## PASSAGE PROVIDED

+++++

[Busec] MIT, 4:15PM Tomorrow - Efficient Fully Homomorphic Encryption from (Standard) LWE , S

Sharon Goldberg goldbe at cs.bu.edu
Mon May 9 09:17:24 EDT 2011

Hi BUsec,

I'm heading to this talk at MIT from BU tomorrow around 3:15PM.  Come
by my office if you'd like to join me for the trip over to MIT.  This
could be a very big result.

Sharon

---------- Forwarded message ----------
From: Be Blackburn <be at csail.mit.edu>
Date: Mon, May 9, 2011 at 8:34 AM
Subject: [Theory-seminars] did you catch it? 4:15 to 5:15: Efficient
Fully Homomorphic Encryption from (Standard) LWE , S
To: theory-seminars at csail.mit.edu

Talk:      Efficient Fully Homomorphic Encryption from (Standard) LWE
Speaker: Zvika Brakerski, Weizmann Institute of Science and CSAIL, MIT
Date:      Tuesday, May 10 2011
Time:      4:15 pm to 5:15 pm
Snacks    3:45 pm
Where:    32-155
Host:       Scott Aaronson, CSAIL, MIT

In fully homomorphic encryption, it is possible to transform an
encryption of a message, $m$, into an encryption of any (efficient)
function of that message, $f(m)$, without knowing the secret key. This
property makes it into a very useful cryptographic building block.

We present a fully homomorphic encryption scheme that is based solely
on the (standard) learning with errors (LWE) assumption. Applying
known results on LWE, the security of our scheme is based on the
worst-case hardness of short vector problems on arbitrary lattices. As
icing on the cake, our scheme is quite efficient, and has very short
ciphertexts.

+++++

## WORK INSTRUCTIONS
**A.** In the talk announcement, when are snacks served?
**B.** Write a continuation of the talk announcement about fully homomorphic encryption, starting after its last sentence.
The entries that follow have no connection to the talk announcement.

+++++

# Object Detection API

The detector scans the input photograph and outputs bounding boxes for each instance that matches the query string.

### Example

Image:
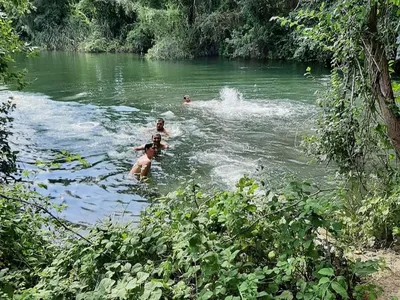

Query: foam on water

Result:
[188,87,310,121]
[61,92,89,101]
[0,83,324,222]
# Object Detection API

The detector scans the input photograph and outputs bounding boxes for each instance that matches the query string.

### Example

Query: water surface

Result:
[4,52,328,223]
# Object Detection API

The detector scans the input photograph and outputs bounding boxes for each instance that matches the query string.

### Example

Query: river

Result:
[0,52,329,224]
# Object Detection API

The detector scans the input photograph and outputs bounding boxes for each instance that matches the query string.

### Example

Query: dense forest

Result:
[10,0,325,60]
[0,0,400,299]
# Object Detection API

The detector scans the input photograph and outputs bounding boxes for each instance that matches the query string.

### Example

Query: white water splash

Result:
[189,87,310,121]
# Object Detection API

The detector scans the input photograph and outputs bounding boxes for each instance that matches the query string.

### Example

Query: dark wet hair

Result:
[144,143,153,152]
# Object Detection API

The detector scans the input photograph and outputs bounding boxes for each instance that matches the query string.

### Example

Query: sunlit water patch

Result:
[5,55,332,223]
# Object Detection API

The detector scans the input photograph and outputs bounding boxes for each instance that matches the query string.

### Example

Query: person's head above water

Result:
[156,118,165,131]
[144,143,156,159]
[183,95,190,103]
[151,133,161,146]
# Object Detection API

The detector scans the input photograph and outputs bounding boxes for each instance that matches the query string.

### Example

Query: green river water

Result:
[0,52,329,223]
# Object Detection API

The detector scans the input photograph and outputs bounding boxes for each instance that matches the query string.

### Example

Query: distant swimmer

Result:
[156,118,168,135]
[133,133,168,154]
[183,95,190,104]
[129,144,156,178]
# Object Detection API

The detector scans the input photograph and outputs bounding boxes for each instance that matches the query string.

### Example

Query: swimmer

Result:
[156,118,168,135]
[129,144,156,178]
[132,133,168,154]
[183,95,190,104]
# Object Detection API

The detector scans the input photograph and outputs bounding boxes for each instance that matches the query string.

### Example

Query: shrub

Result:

+++++

## RESPONSES PER TASK
**A.** Snacks are served at 3:45 pm.

**B.**
Our construction improves upon previous works in two aspects:

1. We show that somewhat homomorphic'' encryption can be based on LWE,
using a new {\em re-linearization} technique. In contrast, all previous
schemes relied on complexity assumptions related to ideals in various
rings.

2. More importantly, we deviate from the squashing paradigm'' used
in all previous works. We introduce a new {\em dimension reduction}
technique, which shortens the ciphertexts and reduces the decryption
complexity of our scheme, without introducing additional assumptions.
In contrast, all previous works required an additional, very strong
assumption (namely, the sparse subset sum assumption).

Since our scheme has very short ciphertexts, we use it to construct an
asymptotically-efficient LWE-based single-server private information
retrieval (PIR) protocol. The communication complexity of our protocol
(in the public-key model) is $k \cdot \polylog\,k+\log |DB|$ bits per
single-bit query, which is better than any known scheme. Previously,
it was not known how to achieve a communication complexity of even
$\poly(k, \log|DB|)$ based on LWE.

Joint work with Vinod Vaikuntanathan.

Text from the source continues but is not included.